---------- Texto de lectura ----------
Entre el trabajo y los amores he tenido la oportunidad de vivir en varios lugares del mundo, pero sin duda mi lugar en el mundo lo encontré en Senegal, ese país que tanto me recordaba a Buenaventura y donde me sentí como uno más. Fueron un par de meses allí, en que me acogieron como uno de ellos, en muchas ocasiones como el hijo perdido que regresaba a casa, donde todo se compartía, donde siempre había una sonrisa en el rostro y donde la limitante idiomática nunca fue un problema porque entre señas y gestos aprendimos a comunicarnos con el corazón. No quiero romantizar mi relación con el África occidental, simplemente hablo desde mi experiencia, esa misma que en Bogotá me hacía cambiar de acera al ver a un grupo de policías reunidos, pero que en esa tierra me permitió compartir con cualquier persona y nunca me sentí extrañamente observado o tratado. Si lo que sentimos y vivimos quienes compartieron conmigo ese tiempo en África se replicara en el mundo, creo que este sería un lugar mucho mejor para todos.
En mi opinión el problema racial en el mundo es una condición estructural que obedece a la necesidad del hombre blanco de perpetuar sus privilegios, creyendo que soltar un poco de ellos para que todos podamos estar en las mismas condiciones significa no estar en la cima, no ejercer el poder, no ser ganadores, porque para eso se educa y se forma en la sociedad occidental, para ser exitoso y ¿cómo se puede ser exitoso si no estás por encima de otro, si estás al mismo nivel?
---------- Entradas mostradas ----------
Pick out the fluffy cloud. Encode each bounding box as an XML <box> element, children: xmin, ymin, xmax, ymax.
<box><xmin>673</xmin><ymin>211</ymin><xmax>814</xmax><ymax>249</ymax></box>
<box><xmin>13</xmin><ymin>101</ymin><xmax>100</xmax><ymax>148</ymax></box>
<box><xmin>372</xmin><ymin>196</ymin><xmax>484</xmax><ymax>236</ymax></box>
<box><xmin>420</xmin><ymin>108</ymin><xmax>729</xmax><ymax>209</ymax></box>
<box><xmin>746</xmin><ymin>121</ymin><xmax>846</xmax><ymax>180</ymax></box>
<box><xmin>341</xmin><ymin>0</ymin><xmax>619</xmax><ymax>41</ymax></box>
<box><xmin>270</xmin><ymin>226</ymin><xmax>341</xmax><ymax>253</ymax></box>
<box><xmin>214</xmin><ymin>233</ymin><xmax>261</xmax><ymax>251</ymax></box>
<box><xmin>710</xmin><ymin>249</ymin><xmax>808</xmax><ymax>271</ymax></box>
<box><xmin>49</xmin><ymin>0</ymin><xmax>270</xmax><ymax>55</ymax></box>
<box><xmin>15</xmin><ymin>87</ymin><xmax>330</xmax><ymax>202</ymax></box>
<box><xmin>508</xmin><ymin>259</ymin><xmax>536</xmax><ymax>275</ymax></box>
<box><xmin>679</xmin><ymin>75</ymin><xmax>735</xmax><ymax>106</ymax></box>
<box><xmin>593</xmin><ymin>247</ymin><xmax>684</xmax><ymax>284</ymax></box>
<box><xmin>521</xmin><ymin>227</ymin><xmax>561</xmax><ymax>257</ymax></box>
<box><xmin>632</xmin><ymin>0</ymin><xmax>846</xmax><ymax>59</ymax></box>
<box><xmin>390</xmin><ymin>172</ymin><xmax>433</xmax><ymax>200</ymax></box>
----------
Tus tareas =>
A: Reproduce al pie de la letra el tramo del texto sobre Senegal que va desde "En mi opinión" hasta "al mismo nivel?".
B: Continúa el texto sobre Senegal a partir de su última oración.

Resultados esperados =>
A:
En mi opinión el problema racial en el mundo es una condición estructural que obedece a la necesidad del hombre blanco de perpetuar sus privilegios, creyendo que soltar un poco de ellos para que todos podamos estar en las mismas condiciones significa no estar en la cima, no ejercer el poder, no ser ganadores, porque para eso se educa y se forma en la sociedad occidental, para ser exitoso y ¿cómo se puede ser exitoso si no estás por encima de otro, si estás al mismo nivel?

B:
Racismo en Colombia
Y en un país como Colombia eso se acentúa mucho más, nuestra alma arribista, el siempre creernos más que los demás por el motivo que sea, encuentra en el Afrodescendiente, el depositario de todos esos delirios de superioridad y grandeza. En Latinoamérica en general y en Colombia en particular, el papel del hombre blanco se le debe pasar al mestizo, ese criollo privilegiado que se quedó gobernando y dominando el país económicamente tras la salida de sus padres españoles y que no cede ni un milímetro de su posición de poder, ni frente al negro, ni frente a la mujer ni ante nada que no sea ellos mismos.
La indignación y explosión social que ha desatado estos días el asesinato de George Floyd a manos de un supremacista blanco uniformado de policía, hace que las personas blancas sientan temor y vean amenazados sus privilegios. Este asesinato ha actuado como un llamado a todos los Afrodescendientes del mundo a reclamar por justicia y donde no sólo debe corresponder a esta situación en particular, sino que reclama para que sin importar el país en el que nos encontremos exijamos justicia hacia nuestro pueblo, se necesitan cambios sociales profundos pero también económicos que sustenten esos cambios esperados.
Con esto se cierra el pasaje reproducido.